▶ _Stored data entries_
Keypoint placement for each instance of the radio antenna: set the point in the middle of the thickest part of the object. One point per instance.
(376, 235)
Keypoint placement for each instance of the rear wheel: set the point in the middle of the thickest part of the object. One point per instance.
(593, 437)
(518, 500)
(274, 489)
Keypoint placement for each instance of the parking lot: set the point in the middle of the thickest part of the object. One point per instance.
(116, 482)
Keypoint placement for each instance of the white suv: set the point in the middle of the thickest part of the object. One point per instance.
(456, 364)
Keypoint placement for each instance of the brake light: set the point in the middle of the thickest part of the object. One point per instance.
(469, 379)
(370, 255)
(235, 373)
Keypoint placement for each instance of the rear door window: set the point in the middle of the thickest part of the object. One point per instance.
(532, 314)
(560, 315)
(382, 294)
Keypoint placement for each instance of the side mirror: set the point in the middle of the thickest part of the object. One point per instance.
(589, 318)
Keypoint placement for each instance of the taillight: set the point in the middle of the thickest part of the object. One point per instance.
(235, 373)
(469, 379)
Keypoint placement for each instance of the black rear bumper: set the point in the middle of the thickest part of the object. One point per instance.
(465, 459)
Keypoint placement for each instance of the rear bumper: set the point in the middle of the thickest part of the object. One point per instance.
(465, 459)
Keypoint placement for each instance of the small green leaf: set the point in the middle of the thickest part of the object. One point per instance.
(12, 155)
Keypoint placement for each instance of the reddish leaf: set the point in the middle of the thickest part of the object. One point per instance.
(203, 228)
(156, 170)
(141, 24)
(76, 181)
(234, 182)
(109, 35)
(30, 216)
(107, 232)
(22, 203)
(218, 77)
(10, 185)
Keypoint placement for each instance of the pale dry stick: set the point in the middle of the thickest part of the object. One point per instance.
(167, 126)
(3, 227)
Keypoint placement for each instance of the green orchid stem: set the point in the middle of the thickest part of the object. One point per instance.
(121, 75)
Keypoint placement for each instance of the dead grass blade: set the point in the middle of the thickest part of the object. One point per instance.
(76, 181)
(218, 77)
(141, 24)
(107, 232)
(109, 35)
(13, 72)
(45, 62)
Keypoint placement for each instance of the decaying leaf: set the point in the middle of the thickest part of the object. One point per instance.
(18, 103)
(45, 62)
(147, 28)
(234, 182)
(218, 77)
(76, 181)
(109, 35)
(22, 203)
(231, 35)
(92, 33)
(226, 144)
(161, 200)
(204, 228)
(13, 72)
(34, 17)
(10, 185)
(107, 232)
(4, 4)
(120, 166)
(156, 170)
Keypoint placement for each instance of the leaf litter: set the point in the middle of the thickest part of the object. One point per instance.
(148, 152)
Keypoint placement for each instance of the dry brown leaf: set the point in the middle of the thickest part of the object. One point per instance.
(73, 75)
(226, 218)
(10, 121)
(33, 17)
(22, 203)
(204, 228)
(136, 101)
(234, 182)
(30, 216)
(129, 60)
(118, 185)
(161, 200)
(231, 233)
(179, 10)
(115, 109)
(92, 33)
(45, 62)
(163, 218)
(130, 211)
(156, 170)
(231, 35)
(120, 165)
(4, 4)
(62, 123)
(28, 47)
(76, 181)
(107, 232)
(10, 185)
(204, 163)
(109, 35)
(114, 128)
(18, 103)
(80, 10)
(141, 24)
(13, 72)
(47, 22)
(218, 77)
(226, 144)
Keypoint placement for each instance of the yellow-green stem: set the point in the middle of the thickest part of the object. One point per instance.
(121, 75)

▶ _Work to complete_
Write the lines out again exactly, from the one containing "Keypoint placement for each instance of the yellow-green" through the last line of the records, and include no other lines.

▶ _Result below_
Keypoint placement for each instance of the yellow-green stem: set the point in the middle of the thickest part of the object. One point per instance.
(121, 75)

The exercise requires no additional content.